## EXERCISE
Count how many lines in the records below contain the string "tile", matching case exactly. Reply with the number alone.

## DATA SHOWN
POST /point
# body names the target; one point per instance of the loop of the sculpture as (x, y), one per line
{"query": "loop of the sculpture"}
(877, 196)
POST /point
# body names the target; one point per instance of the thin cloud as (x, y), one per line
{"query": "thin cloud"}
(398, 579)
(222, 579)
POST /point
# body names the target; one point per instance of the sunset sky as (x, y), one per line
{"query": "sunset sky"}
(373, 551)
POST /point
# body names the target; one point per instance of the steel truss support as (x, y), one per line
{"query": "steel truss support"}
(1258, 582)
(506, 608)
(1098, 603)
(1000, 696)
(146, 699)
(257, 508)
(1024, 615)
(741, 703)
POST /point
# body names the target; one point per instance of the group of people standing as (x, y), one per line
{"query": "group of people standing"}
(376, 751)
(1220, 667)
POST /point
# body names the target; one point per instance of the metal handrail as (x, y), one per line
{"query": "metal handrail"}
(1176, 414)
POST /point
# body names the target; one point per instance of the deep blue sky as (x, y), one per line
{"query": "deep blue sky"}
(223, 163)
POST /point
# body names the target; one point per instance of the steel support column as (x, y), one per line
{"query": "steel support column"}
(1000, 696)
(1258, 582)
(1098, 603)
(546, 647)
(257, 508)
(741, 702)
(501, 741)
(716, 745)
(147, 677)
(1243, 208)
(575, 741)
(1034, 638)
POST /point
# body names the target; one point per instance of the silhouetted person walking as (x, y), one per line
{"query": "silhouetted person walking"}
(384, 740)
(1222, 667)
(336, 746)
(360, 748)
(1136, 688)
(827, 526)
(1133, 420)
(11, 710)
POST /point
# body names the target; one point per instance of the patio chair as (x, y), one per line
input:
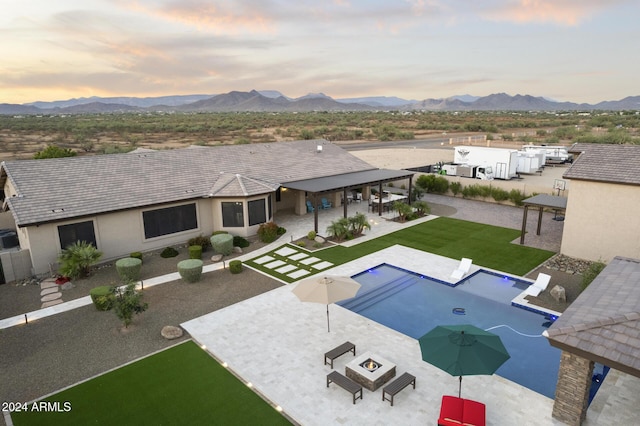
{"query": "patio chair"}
(462, 270)
(539, 285)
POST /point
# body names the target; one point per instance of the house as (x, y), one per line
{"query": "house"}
(602, 218)
(147, 200)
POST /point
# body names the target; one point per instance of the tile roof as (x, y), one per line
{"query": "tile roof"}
(63, 188)
(603, 323)
(606, 163)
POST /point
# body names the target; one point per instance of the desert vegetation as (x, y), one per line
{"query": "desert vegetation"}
(88, 134)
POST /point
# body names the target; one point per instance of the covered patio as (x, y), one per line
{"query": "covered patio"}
(341, 184)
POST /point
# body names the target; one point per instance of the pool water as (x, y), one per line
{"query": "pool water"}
(413, 305)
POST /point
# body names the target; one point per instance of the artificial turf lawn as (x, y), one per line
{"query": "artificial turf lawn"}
(182, 385)
(488, 246)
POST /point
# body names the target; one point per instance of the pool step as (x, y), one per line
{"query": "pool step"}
(383, 291)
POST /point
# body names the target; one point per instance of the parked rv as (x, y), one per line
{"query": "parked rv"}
(498, 163)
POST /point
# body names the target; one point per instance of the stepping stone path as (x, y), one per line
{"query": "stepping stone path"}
(50, 293)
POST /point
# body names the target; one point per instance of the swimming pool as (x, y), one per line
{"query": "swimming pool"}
(413, 304)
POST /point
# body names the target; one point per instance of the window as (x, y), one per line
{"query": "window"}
(232, 215)
(257, 212)
(82, 231)
(169, 220)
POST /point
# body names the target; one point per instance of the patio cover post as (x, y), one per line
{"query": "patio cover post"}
(524, 224)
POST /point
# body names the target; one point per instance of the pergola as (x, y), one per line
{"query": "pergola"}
(344, 182)
(541, 201)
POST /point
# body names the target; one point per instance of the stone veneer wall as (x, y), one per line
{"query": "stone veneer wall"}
(572, 389)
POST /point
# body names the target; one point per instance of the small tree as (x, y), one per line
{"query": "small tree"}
(403, 210)
(128, 301)
(77, 258)
(358, 223)
(339, 229)
(54, 151)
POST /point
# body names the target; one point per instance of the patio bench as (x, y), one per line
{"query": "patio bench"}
(339, 351)
(397, 385)
(346, 384)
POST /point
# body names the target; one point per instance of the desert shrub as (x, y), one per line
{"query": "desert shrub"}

## WRITTEN ANSWER
2